Trecho do documento:
•••••

Um detetive excêntrico, mas sofisticado, avança por corredores sombrios como quem decifra uma partitura, atento a cada gesto. Cada indício leva a deduções perfeitas, e ele sabe que nesse jogo todos mentem (e alguns mentem muito). Seu olhar clínico captura detalhes que vistas destreinadas ignoram. Esse homem perspicaz põe uma lupa sobre os reais desejos por trás de reputações imaculadas, e esse é o caminho para chegar a assassinos insuspeitos, capazes de violências as mais bárbaras se contrariados. Em “Vivo ou Morto: Um Mistério Knives Out”, Rian Johnson continua a pagar tributo a Agatha Christie (1890-1976) — de um modo bastante original, que se diga —, sem prejuízo dos trechos cômicos que viram um tempero bem dosado para uma narrativa saborosa. Aludindo a uma canção dos Beatles, o nome da franquia tornou-se sinônimo de monstruosidades escondidas sob as camadas aparentemente translúcidas das relações humanas, hábeis em filtrar toda a luz que lhes atravesse e vertê-la numa força maldita. A Dama do Crime ter-lhe-ia orgulho.

•••••

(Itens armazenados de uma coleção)
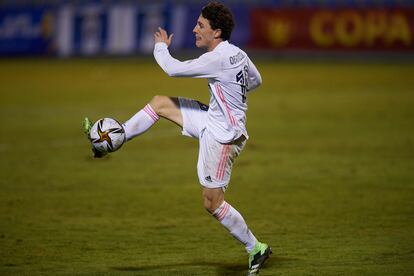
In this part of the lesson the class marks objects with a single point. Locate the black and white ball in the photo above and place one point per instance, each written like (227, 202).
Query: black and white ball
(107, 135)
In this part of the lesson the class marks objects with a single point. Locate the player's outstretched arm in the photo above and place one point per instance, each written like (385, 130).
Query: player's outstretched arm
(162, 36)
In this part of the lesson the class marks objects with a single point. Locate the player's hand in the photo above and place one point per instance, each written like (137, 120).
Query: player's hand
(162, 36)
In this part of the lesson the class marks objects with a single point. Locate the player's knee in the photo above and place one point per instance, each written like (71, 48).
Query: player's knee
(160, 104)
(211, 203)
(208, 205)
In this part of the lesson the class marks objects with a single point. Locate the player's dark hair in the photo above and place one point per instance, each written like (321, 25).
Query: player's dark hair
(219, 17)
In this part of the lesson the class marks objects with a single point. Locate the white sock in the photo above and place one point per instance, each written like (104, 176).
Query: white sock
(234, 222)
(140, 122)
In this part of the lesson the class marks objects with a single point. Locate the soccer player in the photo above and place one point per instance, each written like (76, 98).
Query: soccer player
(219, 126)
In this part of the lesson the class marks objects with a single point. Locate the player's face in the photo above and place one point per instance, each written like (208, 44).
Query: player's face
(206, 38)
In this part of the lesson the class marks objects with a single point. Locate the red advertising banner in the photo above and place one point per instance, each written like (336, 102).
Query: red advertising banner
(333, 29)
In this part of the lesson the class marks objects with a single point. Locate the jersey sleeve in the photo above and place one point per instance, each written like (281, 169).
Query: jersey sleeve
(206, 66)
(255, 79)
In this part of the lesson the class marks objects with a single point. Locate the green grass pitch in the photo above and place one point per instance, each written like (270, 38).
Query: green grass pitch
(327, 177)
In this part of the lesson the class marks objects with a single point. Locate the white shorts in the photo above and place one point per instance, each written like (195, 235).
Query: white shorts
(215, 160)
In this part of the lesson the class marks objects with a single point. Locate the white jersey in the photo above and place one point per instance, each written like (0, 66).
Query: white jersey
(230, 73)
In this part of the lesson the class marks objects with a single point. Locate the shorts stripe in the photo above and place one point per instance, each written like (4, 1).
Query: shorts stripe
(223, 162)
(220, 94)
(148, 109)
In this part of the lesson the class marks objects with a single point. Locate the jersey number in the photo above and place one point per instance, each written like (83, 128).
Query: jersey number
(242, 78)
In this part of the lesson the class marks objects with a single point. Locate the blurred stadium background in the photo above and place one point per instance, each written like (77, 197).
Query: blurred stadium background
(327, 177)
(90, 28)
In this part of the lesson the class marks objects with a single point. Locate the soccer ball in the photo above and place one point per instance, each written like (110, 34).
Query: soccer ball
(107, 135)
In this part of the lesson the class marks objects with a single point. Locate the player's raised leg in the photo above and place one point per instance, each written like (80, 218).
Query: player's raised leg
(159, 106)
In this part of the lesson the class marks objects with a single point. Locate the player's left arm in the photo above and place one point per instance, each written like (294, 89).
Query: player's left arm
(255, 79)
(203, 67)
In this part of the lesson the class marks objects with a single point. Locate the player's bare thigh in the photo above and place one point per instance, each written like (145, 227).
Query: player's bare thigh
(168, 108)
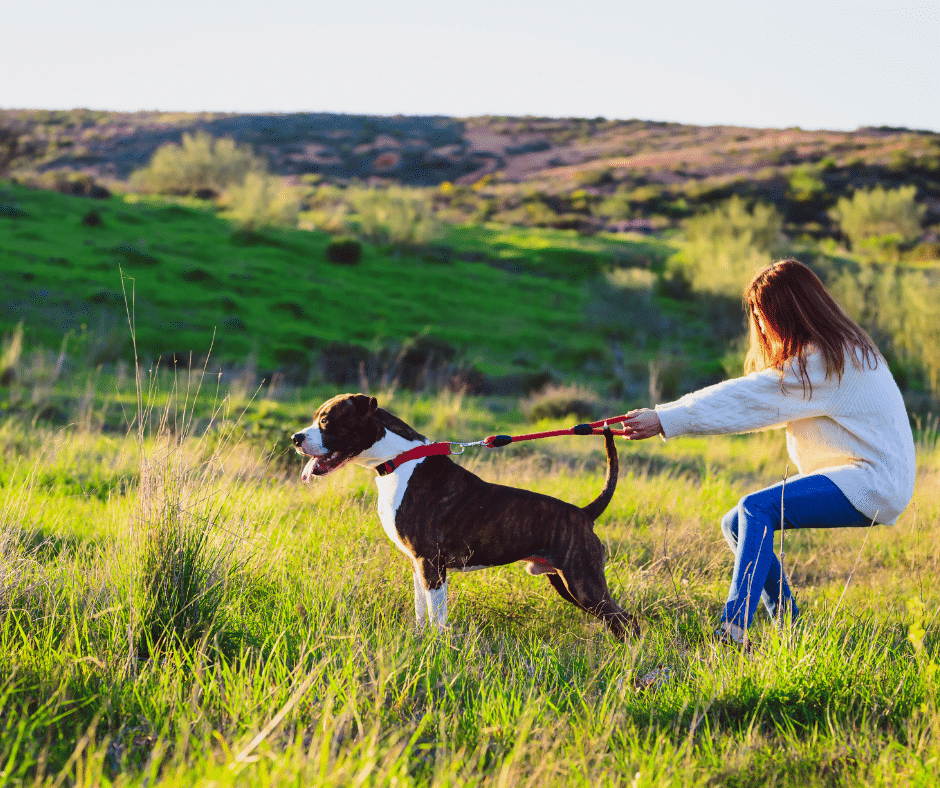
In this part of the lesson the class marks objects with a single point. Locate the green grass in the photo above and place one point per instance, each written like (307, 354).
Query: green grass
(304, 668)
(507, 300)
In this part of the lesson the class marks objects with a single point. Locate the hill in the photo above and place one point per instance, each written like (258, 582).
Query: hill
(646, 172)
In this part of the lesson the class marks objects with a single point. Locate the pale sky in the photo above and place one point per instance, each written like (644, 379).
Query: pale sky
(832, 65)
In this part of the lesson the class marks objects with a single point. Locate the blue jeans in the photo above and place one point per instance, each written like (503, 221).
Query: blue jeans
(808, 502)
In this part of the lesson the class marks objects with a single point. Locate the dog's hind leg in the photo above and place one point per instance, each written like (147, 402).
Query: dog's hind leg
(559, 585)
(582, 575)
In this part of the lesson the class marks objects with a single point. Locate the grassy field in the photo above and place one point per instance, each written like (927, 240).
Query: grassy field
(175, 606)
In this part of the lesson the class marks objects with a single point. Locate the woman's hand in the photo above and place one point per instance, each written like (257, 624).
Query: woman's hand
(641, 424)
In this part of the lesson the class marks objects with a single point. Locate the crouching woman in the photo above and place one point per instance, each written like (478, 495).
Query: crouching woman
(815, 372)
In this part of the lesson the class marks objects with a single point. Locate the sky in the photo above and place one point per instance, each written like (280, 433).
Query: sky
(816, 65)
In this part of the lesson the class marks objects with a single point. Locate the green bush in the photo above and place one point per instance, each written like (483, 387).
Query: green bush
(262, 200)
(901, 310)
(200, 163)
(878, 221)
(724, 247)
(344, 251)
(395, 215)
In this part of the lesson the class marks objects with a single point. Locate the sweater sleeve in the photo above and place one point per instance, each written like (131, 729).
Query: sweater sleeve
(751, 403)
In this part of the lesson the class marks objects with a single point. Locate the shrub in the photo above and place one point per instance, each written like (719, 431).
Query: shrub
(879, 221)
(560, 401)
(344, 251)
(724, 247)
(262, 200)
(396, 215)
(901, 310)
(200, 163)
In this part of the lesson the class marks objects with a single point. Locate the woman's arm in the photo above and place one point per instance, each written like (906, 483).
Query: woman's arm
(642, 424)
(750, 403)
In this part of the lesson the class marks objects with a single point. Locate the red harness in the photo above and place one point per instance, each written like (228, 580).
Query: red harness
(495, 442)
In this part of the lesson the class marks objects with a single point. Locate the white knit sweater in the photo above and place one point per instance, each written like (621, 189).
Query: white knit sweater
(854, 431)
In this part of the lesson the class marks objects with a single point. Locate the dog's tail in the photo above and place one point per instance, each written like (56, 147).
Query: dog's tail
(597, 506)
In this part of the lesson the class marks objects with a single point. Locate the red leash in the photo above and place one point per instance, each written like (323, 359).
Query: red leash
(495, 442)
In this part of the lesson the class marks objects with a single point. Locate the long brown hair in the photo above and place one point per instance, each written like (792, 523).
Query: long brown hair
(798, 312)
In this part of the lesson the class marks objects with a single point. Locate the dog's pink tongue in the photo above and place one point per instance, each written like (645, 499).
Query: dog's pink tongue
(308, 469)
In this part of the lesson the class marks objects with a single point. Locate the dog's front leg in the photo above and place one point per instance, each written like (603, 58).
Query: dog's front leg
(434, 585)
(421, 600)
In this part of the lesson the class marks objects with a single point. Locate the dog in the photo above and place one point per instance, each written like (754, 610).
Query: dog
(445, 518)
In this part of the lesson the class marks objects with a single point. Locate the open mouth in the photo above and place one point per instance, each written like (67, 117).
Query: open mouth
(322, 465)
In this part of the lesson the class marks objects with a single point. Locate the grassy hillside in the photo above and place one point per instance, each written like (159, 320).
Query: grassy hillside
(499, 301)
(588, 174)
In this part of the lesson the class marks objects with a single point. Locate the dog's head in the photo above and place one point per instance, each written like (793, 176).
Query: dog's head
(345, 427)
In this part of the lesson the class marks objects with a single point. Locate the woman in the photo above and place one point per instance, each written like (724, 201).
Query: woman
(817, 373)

•••••

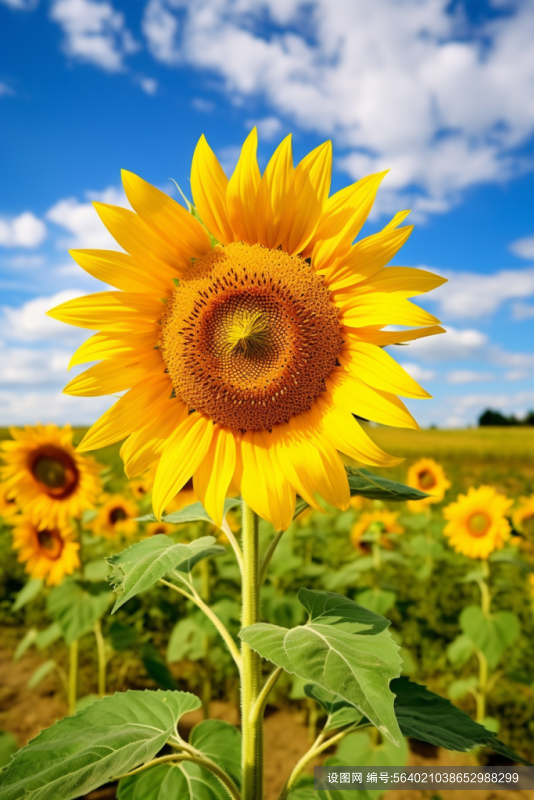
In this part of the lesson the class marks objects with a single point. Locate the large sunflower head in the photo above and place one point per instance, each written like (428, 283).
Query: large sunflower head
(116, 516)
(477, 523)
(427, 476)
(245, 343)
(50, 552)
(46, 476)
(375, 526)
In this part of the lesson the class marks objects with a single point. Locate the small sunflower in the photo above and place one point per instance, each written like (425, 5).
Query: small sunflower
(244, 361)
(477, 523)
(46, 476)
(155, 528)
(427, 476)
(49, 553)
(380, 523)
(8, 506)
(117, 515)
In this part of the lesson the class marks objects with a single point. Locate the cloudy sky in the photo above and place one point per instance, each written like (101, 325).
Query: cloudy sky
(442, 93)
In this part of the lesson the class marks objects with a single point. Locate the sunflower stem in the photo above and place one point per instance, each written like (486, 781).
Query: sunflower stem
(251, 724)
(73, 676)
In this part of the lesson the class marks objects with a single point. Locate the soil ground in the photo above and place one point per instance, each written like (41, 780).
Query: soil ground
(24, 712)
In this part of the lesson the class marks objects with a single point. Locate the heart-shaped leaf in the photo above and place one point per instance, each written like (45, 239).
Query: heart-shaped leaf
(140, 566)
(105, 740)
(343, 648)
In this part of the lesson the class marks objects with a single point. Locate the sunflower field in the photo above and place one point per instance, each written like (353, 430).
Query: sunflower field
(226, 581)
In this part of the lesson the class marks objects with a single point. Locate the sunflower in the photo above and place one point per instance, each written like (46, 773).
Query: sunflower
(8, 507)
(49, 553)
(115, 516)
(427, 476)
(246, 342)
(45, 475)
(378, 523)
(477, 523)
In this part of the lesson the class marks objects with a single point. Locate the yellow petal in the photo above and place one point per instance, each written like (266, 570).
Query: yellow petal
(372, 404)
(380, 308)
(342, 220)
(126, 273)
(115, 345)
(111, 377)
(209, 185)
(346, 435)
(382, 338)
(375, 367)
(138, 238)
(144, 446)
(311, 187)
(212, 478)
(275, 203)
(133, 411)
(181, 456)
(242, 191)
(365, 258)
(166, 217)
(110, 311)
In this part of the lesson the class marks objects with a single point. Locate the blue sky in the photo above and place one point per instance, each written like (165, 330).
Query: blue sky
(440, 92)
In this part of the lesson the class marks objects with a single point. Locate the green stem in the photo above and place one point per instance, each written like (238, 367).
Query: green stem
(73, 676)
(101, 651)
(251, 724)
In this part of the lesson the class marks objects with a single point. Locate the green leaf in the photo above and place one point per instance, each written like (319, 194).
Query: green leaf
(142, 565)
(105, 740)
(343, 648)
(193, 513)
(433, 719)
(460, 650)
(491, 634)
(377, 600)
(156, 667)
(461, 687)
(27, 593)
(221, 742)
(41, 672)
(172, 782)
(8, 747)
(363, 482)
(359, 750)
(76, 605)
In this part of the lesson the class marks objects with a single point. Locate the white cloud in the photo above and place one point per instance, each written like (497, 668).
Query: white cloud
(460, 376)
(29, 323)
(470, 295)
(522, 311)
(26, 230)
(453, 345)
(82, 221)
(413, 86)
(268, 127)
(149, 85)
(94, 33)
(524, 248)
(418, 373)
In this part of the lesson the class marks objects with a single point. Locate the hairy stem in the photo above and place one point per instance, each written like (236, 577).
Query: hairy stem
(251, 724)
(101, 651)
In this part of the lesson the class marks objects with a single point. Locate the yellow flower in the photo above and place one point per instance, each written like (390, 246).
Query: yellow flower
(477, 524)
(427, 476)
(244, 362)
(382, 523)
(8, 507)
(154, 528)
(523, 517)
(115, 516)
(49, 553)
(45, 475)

•••••

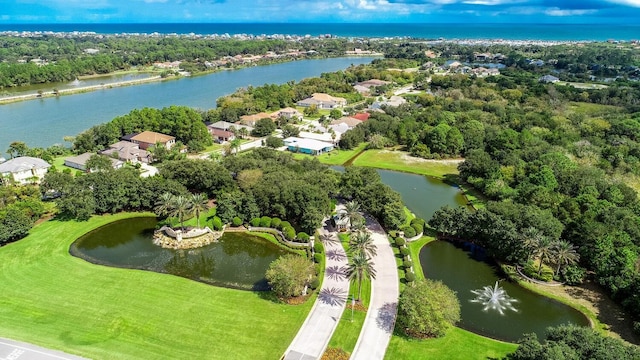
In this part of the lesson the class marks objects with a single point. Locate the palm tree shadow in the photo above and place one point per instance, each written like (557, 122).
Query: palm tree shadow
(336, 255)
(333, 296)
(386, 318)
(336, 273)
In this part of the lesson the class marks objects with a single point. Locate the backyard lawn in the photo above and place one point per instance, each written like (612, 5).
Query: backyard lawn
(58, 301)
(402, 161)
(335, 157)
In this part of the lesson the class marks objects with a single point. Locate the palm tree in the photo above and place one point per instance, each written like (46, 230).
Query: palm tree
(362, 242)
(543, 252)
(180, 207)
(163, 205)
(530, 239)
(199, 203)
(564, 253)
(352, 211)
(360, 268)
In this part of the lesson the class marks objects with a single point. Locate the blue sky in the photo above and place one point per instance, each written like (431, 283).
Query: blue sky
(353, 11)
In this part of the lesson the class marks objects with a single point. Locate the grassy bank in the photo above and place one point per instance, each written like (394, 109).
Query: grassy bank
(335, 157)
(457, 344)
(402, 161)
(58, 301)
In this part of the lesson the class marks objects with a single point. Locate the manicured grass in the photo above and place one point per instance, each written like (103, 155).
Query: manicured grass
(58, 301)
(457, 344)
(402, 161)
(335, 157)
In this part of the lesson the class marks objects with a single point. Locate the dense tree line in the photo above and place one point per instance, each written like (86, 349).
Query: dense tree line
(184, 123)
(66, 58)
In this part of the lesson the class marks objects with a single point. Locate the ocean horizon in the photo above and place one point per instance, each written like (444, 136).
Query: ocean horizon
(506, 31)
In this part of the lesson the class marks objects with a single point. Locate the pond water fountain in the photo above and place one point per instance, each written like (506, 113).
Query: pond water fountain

•••••

Liste todas as pessoas e bandas citadas pelo nome na resenha sobre o filme. Os registros não têm relação com a resenha.

Resolução do exercício:
Rian Johnson
Agatha Christie
Beatles